[START OF RECORDS FOR THIS EXERCISE]
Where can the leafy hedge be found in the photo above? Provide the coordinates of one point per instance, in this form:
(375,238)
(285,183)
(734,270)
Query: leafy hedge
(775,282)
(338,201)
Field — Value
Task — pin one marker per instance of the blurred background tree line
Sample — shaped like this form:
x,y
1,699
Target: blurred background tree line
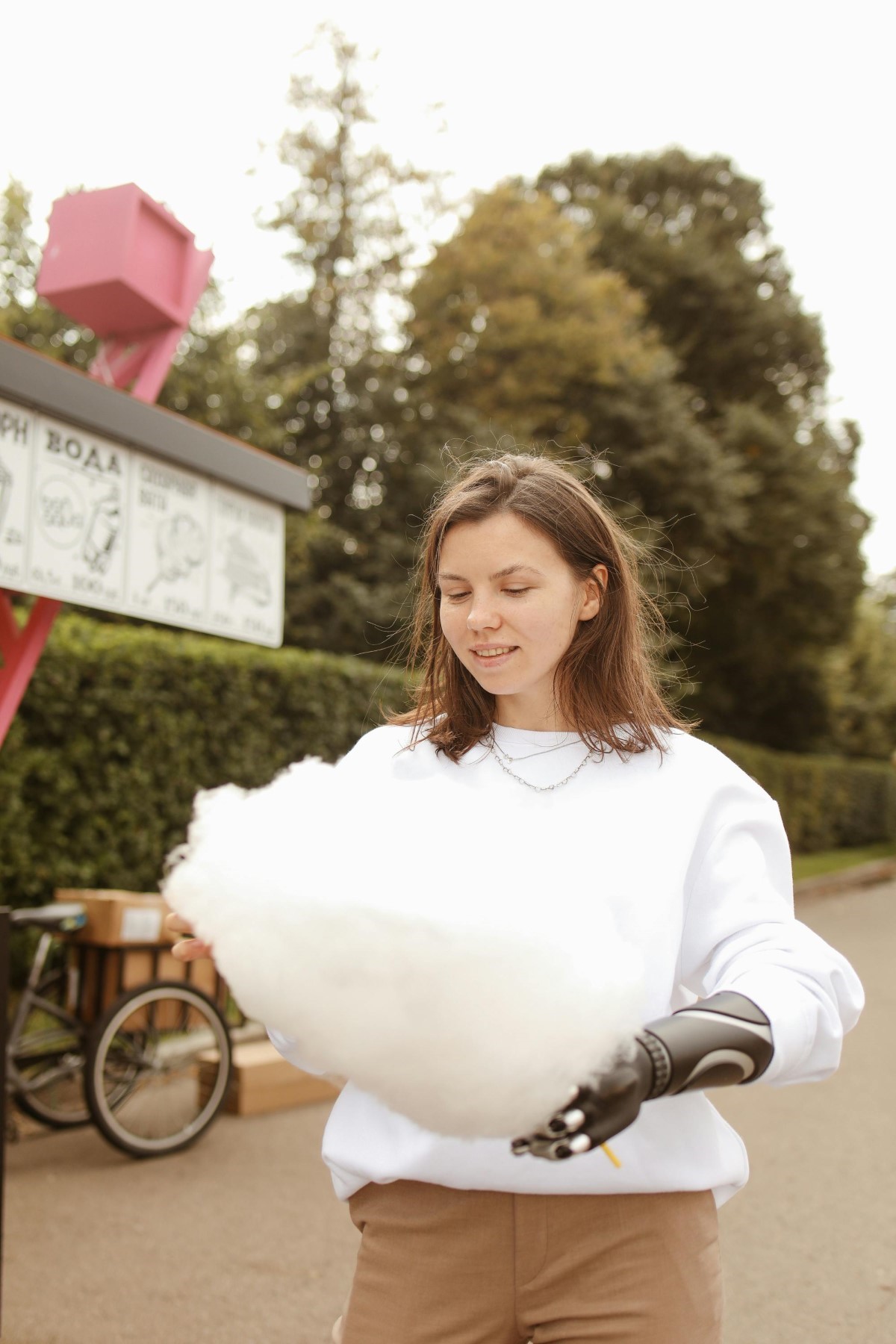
x,y
629,315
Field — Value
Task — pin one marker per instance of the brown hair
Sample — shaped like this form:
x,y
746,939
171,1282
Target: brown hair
x,y
608,685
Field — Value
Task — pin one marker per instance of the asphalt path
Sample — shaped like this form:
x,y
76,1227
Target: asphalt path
x,y
240,1239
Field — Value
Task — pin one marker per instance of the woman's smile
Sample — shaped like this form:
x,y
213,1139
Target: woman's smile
x,y
494,656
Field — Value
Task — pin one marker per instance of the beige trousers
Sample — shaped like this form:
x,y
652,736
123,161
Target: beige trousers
x,y
455,1266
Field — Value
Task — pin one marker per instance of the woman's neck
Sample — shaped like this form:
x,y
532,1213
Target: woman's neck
x,y
512,714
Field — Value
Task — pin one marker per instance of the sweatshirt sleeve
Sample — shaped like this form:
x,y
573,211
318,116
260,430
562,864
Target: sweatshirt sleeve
x,y
741,934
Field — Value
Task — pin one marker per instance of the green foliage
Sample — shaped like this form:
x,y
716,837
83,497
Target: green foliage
x,y
862,678
825,801
23,316
122,725
781,579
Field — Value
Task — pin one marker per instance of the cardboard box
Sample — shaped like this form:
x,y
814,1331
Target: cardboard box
x,y
97,974
264,1081
120,918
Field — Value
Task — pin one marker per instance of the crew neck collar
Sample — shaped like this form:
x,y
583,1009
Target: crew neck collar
x,y
547,737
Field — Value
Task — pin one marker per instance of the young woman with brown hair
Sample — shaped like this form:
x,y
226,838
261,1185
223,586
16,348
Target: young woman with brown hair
x,y
535,638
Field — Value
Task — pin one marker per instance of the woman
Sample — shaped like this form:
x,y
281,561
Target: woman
x,y
534,635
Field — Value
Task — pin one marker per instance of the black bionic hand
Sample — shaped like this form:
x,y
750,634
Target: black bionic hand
x,y
718,1042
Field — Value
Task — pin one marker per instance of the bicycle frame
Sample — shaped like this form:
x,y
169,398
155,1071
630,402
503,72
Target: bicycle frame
x,y
31,999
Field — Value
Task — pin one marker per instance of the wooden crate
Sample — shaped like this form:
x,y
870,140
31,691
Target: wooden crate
x,y
264,1081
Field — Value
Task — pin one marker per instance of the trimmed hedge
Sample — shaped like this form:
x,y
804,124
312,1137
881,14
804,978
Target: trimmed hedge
x,y
121,726
827,801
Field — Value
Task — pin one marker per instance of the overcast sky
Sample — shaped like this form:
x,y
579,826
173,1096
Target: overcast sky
x,y
188,101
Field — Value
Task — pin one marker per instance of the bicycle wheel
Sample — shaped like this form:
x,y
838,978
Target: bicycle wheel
x,y
47,1060
158,1068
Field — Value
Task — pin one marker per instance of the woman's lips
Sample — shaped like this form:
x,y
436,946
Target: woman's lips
x,y
492,659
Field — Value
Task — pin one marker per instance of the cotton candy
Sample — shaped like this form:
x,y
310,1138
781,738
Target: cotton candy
x,y
440,959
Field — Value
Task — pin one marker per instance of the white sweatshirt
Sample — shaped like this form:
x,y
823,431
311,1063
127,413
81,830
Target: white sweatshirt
x,y
697,853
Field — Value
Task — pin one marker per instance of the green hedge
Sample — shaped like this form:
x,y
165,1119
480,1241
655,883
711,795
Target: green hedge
x,y
122,725
827,801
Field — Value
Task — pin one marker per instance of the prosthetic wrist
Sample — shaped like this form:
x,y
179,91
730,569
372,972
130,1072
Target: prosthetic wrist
x,y
721,1041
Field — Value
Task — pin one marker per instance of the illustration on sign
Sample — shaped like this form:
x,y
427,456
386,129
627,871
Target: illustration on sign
x,y
111,527
102,532
245,571
180,544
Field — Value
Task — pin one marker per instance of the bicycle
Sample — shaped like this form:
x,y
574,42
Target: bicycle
x,y
152,1071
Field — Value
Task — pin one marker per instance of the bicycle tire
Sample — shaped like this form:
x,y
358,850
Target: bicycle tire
x,y
50,1058
159,1066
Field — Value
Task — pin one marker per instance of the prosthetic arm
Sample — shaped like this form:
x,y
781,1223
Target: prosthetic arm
x,y
718,1042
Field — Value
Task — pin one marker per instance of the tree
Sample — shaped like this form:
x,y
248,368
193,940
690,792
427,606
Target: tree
x,y
860,678
343,394
23,315
691,237
536,342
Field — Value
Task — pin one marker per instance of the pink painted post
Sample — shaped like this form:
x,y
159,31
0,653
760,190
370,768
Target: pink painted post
x,y
122,265
20,650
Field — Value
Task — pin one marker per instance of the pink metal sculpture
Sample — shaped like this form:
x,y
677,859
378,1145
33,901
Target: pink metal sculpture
x,y
121,264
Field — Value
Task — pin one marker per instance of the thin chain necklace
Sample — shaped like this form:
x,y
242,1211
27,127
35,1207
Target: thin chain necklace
x,y
558,746
536,788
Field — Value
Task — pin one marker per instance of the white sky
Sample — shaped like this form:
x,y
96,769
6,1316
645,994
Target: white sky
x,y
188,100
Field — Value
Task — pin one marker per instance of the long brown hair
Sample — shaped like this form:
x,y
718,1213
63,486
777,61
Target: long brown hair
x,y
608,685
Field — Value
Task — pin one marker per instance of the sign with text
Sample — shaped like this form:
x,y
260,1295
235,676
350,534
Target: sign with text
x,y
100,524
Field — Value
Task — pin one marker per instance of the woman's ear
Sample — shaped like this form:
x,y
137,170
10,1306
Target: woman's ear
x,y
595,586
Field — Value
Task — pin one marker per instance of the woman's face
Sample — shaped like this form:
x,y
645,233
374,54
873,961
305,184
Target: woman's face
x,y
509,608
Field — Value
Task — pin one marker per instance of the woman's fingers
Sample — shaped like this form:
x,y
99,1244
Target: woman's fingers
x,y
191,949
176,924
188,949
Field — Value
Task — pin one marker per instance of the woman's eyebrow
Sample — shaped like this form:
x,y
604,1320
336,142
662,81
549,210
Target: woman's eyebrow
x,y
499,574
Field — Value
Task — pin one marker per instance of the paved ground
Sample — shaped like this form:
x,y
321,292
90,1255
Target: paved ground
x,y
242,1242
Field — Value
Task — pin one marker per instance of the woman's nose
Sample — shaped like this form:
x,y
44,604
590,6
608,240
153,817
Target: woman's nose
x,y
482,617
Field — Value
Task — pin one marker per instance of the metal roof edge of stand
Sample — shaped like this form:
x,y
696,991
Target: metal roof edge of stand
x,y
45,385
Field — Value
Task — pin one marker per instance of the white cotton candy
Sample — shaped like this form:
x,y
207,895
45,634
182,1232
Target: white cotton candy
x,y
422,945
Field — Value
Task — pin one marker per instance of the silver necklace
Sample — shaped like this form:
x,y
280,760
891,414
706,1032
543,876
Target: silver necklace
x,y
538,788
558,746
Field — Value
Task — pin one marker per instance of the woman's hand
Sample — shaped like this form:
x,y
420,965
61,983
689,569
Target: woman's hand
x,y
594,1113
188,948
718,1042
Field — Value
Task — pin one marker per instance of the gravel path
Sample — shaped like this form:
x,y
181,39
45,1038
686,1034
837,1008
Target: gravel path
x,y
240,1241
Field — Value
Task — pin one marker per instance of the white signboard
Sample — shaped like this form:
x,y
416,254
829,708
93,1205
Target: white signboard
[END OF RECORDS FOR THIS EXERCISE]
Gather every line in the records above that contains the word "painted", and copy each one out.

Task — pin one marker per instance of the pink painted post
Target: pink painted post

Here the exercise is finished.